[TASK]
Copy out, without changes, the part of the items below that opens with the line containing "written like <point>218,115</point>." and closes with the line containing "<point>134,162</point>", keeping both of those lines.

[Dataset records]
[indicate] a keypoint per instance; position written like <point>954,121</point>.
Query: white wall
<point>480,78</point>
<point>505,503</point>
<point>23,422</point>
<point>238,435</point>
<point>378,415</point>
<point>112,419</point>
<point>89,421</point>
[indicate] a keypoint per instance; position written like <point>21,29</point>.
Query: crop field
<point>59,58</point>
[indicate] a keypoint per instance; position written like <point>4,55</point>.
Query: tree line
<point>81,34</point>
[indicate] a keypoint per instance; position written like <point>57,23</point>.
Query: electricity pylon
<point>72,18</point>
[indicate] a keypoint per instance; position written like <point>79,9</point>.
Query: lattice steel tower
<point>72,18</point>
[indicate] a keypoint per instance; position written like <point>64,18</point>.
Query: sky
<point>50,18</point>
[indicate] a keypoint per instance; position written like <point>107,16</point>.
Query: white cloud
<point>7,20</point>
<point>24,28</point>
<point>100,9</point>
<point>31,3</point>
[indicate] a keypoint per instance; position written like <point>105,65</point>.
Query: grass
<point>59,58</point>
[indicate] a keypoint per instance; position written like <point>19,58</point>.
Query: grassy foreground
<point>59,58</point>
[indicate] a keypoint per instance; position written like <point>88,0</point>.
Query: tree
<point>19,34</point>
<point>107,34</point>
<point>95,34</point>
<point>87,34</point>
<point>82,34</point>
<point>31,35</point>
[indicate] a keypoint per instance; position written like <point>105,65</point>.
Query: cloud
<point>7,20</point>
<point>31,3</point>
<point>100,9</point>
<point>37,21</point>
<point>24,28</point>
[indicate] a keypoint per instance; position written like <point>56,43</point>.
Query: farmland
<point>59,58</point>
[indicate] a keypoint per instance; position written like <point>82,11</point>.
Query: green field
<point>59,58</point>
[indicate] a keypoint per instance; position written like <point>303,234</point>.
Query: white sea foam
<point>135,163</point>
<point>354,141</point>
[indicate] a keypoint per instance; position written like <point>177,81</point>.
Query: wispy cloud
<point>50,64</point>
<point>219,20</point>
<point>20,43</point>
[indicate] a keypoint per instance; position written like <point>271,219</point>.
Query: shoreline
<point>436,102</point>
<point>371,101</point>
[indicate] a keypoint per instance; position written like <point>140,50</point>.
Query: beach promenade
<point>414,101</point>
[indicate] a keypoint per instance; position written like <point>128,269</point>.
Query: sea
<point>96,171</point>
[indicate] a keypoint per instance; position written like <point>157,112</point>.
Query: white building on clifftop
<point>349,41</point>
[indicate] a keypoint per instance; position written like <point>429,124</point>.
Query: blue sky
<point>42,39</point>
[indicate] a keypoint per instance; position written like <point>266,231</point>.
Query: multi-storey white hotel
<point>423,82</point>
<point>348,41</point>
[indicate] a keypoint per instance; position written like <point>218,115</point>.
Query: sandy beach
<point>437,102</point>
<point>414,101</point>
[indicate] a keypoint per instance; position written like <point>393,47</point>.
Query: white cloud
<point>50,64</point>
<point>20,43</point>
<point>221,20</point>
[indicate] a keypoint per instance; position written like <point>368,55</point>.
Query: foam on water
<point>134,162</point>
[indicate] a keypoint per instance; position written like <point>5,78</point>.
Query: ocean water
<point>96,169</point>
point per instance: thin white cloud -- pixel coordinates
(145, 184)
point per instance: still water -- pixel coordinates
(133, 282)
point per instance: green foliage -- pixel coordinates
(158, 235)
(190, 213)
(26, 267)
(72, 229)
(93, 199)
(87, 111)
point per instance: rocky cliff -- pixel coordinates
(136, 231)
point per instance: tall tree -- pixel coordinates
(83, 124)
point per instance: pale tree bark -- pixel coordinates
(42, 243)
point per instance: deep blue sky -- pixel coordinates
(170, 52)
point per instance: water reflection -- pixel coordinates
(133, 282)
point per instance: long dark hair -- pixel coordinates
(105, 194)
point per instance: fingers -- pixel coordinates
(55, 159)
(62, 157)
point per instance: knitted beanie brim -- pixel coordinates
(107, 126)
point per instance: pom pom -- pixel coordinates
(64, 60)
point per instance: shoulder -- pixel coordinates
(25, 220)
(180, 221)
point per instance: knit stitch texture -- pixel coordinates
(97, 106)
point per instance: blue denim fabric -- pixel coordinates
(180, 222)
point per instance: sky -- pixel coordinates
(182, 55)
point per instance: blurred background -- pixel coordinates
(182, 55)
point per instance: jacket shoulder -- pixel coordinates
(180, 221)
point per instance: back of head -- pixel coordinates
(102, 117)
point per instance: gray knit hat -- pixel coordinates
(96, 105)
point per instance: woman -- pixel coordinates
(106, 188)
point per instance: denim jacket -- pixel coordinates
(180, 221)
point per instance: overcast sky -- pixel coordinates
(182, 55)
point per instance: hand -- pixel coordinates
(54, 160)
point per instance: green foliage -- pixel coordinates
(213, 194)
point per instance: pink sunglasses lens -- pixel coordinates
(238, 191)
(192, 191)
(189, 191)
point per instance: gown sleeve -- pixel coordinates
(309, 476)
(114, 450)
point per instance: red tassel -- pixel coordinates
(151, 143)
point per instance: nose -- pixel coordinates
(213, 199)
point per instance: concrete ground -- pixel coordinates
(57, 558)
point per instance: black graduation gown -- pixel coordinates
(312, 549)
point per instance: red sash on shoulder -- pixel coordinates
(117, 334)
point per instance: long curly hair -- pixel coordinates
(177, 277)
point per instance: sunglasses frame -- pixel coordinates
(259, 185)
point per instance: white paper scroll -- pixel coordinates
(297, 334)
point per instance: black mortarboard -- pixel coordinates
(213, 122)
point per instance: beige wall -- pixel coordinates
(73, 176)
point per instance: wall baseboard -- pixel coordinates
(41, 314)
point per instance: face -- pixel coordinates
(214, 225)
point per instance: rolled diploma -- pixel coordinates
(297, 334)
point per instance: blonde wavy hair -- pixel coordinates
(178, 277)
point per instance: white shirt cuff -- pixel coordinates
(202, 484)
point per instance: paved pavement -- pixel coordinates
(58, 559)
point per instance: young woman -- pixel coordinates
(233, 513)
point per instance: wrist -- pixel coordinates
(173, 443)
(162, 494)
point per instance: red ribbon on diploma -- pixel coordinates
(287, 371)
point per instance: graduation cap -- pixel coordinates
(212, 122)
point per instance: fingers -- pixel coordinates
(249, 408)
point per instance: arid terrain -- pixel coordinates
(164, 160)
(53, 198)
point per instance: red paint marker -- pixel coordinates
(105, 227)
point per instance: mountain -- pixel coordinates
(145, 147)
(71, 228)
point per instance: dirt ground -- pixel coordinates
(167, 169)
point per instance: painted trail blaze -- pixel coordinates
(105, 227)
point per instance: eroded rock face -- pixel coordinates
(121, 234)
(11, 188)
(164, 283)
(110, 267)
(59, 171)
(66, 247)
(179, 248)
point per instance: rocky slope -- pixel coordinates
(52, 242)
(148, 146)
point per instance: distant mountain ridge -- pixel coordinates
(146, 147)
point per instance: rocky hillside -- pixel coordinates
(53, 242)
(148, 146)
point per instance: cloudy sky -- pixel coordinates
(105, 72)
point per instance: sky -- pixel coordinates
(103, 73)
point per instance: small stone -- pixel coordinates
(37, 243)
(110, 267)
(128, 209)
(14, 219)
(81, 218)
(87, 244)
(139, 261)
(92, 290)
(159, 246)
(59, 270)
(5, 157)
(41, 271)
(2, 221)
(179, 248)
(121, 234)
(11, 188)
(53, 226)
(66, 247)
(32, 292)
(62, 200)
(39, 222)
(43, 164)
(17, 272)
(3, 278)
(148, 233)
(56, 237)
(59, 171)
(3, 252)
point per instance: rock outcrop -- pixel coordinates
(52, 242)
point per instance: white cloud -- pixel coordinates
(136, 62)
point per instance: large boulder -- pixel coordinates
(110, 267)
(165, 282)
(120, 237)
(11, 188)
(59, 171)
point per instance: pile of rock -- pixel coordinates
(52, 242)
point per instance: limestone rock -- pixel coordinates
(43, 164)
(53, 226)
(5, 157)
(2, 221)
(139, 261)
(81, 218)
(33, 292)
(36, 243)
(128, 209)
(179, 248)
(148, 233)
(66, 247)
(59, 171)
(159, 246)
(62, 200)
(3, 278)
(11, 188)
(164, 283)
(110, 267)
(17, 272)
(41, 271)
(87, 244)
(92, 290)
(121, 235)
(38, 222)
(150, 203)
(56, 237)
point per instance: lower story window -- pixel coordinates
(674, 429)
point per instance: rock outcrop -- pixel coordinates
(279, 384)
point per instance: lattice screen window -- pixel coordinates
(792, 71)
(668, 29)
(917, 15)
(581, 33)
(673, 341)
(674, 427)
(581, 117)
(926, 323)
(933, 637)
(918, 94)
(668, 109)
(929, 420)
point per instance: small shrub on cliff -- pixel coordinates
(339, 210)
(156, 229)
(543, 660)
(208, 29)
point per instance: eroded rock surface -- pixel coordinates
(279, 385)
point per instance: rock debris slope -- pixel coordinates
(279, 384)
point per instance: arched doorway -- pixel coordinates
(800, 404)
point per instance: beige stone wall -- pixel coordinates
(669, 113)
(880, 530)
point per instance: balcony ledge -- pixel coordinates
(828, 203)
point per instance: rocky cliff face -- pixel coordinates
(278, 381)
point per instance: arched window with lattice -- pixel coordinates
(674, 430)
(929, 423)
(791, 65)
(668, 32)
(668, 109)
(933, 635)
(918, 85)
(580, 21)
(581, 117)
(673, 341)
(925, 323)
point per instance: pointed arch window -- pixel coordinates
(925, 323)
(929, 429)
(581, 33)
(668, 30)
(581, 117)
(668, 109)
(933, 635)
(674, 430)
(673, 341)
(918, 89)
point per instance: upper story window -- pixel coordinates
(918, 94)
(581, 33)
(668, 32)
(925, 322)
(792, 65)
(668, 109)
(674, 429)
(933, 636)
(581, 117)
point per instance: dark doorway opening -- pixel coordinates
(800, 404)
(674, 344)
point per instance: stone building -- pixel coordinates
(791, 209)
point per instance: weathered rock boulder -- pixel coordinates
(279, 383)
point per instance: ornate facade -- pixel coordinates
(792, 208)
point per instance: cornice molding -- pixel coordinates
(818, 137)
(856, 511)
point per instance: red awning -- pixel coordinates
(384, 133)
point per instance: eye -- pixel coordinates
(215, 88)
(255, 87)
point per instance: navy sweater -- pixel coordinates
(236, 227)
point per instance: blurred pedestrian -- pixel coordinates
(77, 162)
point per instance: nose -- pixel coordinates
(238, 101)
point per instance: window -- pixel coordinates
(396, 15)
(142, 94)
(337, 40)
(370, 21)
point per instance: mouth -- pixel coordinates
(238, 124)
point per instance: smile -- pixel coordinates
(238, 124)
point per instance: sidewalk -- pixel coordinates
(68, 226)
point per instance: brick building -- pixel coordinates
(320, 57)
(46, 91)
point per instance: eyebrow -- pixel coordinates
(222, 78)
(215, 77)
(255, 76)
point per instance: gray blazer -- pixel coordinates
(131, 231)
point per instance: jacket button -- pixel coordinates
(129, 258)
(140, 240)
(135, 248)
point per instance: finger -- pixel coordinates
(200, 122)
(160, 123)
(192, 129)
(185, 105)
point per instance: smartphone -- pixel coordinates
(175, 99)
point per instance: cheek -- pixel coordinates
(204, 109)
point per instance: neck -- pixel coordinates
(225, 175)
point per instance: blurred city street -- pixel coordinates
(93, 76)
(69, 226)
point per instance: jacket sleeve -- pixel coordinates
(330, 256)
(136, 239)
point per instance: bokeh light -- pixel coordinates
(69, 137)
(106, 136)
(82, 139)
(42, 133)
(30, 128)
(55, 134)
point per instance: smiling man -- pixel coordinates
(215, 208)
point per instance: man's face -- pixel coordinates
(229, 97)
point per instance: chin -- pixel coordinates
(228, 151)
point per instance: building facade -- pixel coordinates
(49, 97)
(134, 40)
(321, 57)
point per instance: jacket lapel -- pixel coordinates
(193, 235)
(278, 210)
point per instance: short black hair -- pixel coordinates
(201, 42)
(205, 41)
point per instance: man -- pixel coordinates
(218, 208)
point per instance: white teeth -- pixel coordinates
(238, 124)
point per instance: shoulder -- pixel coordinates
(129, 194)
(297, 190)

[THE RESULT]
[indicate] a keypoint per instance; position written like <point>218,115</point>.
Query: sandy beach
<point>437,102</point>
<point>414,101</point>
[indicate] a keypoint per instance; position written like <point>393,47</point>.
Query: white cloud
<point>50,64</point>
<point>20,43</point>
<point>221,20</point>
[indicate] a keypoint per instance; position written like <point>368,55</point>.
Query: foam on water
<point>134,162</point>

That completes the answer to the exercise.